**Position annotation items:**
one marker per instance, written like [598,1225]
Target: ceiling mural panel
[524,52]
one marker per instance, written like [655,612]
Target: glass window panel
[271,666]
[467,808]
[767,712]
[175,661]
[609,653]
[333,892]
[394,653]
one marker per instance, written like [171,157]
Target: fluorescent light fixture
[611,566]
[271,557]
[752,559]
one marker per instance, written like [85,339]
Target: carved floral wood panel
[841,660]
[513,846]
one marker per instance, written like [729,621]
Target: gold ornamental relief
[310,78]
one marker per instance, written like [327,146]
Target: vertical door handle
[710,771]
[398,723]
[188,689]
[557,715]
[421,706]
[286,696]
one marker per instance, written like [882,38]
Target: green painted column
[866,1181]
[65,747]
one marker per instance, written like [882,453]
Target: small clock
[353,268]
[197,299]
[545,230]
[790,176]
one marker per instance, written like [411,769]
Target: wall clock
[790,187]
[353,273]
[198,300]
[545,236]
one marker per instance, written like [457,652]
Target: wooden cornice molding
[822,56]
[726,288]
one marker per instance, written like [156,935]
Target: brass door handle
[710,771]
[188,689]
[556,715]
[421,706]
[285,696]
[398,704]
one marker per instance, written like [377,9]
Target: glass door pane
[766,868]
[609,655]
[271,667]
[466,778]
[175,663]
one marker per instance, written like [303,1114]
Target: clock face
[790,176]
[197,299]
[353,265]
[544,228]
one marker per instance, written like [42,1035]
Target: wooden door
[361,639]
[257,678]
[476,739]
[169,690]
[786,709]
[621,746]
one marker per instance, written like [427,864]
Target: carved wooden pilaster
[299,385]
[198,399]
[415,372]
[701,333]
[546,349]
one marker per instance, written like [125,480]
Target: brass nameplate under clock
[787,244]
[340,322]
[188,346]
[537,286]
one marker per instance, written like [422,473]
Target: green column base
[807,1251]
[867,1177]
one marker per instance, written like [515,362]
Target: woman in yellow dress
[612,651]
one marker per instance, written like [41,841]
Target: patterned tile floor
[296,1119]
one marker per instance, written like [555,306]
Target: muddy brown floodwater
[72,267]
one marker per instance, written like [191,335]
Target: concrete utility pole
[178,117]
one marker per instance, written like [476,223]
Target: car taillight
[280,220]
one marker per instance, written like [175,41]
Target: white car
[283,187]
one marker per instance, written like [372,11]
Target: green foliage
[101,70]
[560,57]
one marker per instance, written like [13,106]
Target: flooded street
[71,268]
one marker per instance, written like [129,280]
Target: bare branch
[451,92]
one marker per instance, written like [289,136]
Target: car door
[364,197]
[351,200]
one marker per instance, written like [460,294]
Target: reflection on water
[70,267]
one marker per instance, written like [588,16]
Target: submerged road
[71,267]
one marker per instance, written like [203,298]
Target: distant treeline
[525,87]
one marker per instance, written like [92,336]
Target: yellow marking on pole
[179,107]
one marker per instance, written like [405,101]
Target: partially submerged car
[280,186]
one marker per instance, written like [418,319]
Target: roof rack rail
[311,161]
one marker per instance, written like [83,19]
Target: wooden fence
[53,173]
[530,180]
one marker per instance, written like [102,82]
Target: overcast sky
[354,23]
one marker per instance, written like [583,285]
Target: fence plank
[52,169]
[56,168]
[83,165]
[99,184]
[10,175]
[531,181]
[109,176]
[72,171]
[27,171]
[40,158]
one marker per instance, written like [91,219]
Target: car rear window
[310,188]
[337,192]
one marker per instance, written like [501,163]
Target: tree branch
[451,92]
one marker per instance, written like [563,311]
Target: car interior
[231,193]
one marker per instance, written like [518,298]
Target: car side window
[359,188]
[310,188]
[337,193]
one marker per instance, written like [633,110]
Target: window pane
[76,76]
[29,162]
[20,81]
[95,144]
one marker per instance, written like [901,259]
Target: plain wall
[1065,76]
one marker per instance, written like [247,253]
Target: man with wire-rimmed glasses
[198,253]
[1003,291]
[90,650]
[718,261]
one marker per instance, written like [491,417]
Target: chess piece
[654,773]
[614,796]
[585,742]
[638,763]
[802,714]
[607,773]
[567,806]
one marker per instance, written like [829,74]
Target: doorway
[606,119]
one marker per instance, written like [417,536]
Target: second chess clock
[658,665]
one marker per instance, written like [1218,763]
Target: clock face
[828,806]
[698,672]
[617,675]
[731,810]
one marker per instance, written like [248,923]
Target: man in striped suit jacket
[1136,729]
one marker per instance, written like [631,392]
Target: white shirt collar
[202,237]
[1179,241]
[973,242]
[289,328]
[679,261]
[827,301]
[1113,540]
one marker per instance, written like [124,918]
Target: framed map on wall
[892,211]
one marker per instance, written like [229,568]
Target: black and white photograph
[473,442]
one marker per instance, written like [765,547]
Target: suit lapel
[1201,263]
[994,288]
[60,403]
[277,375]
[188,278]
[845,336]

**Short problem:** Copy every item above word for word, including each marker.

**Written response:**
one marker per instance, written like [598,1225]
Target: ceiling mural panel
[524,52]
one marker per instance, written like [655,612]
Target: glass window panel
[271,666]
[467,808]
[767,712]
[175,661]
[609,653]
[333,892]
[394,653]
one marker per instance, written like [171,157]
Target: fluorescent light fixture
[611,566]
[271,557]
[752,559]
one marker per instance, written like [85,339]
Target: carved floral wood panel
[841,660]
[513,846]
one marker per instance, written like [729,621]
Target: gold ornamental relief
[310,78]
one marker per instance, written like [327,146]
Target: vertical door handle
[710,771]
[398,723]
[188,689]
[557,715]
[421,706]
[286,696]
one marker per instance, written like [882,38]
Target: green painted column
[866,1181]
[65,747]
one marker per instance, written like [882,453]
Target: small clock
[353,268]
[197,299]
[545,230]
[790,176]
one marker per instance, written like [411,769]
Target: wall clock
[790,187]
[353,273]
[198,300]
[545,236]
one marker per instance, written like [457,652]
Target: wooden cornice molding
[822,56]
[726,288]
one marker per instance, written like [156,935]
Target: brass door handle
[710,771]
[188,689]
[556,715]
[421,706]
[285,696]
[398,704]
one marker per instance, written like [377,9]
Target: glass door pane
[766,868]
[609,655]
[271,667]
[466,778]
[175,663]
one marker per instance, written like [303,1114]
Target: clock face
[790,176]
[197,299]
[353,265]
[544,228]
one marker per instance, written like [42,1035]
Target: wooden door
[361,639]
[257,678]
[476,739]
[169,690]
[786,709]
[621,746]
one marker per instance, written like [427,864]
Target: carved wooden pilaster
[299,385]
[198,399]
[415,372]
[701,333]
[546,349]
one marker per instance, written like [125,480]
Target: brass nameplate under clock
[787,244]
[340,322]
[188,346]
[537,286]
one marker per instance, written like [422,473]
Target: green column base
[807,1251]
[867,1177]
one marker per instance, written like [515,362]
Target: woman in yellow dress
[612,651]
one marker per instance, written like [41,841]
Target: patterned tile floor
[296,1119]
one marker per instance, written like [555,306]
Target: muddy brown floodwater
[72,267]
one marker per instance, written like [191,335]
Target: concrete utility pole
[178,117]
one marker per instance, written like [476,223]
Target: car taillight
[280,220]
one marker per instance, written like [175,41]
Target: white car
[283,187]
one marker per instance, written like [372,11]
Target: green foliage
[101,70]
[560,57]
one marker per instance, written like [13,106]
Target: flooded street
[71,268]
one marker per instance, written like [129,280]
Target: bare branch
[451,92]
one marker per instance, written like [289,136]
Target: car door
[364,197]
[351,200]
one marker per instance, written like [460,294]
Target: reflection on water
[70,267]
one marker per instance, written like [588,16]
Target: submerged road
[71,267]
one marker per instance, written like [203,298]
Target: distant treeline
[525,87]
one marker per instance, written like [92,336]
Target: yellow marking on pole
[179,107]
one marker per instance, written like [405,101]
Target: partially submerged car
[280,186]
one marker per instance, written like [418,319]
Target: roof rack rail
[311,161]
one marker per instance, written like [83,19]
Target: wooden fence
[53,173]
[530,180]
one marker per instance, written like [102,82]
Target: overcast sky
[354,23]
one marker per instance, written like [583,285]
Target: fence plank
[52,169]
[56,168]
[83,165]
[99,184]
[10,175]
[531,181]
[109,176]
[72,171]
[27,171]
[40,158]
one marker per instance, written like [91,219]
Target: car rear window
[310,188]
[337,192]
one marker per instance, written like [501,163]
Target: tree branch
[451,92]
one marker per instance, written like [563,311]
Target: car interior
[231,193]
one marker per instance, written like [518,298]
Target: car side window
[359,188]
[310,188]
[337,193]
one marker per instance, written like [633,110]
Target: window pane
[76,76]
[29,162]
[20,81]
[95,144]
one marker per instance, written like [901,259]
Target: plain wall
[1065,76]
one marker per instance, written like [247,253]
Target: man with wire-rimmed glasses
[198,253]
[1003,291]
[90,650]
[718,261]
one marker per instance, written like [491,417]
Target: chess piece
[654,773]
[614,796]
[585,742]
[638,763]
[802,714]
[607,773]
[567,806]
one marker per instance, written like [829,74]
Target: doorway
[606,119]
one marker per instance, written like [417,536]
Target: second chess clock
[658,665]
one marker per instance, written like [1218,763]
Target: clock face
[828,806]
[698,672]
[617,675]
[731,810]
one marker per instance, written like [248,923]
Target: man in striped suit jacket
[1136,729]
one marker per instance, written like [631,392]
Target: white shirt collar
[202,237]
[1179,241]
[973,242]
[289,328]
[679,261]
[827,301]
[1113,540]
one marker per instance, written like [124,918]
Target: framed map on wall
[892,211]
one marker per instance, written like [229,568]
Target: black and white photograph
[473,442]
one marker per instance, written like [765,547]
Target: suit lapel
[1201,263]
[994,288]
[60,403]
[277,375]
[188,278]
[845,336]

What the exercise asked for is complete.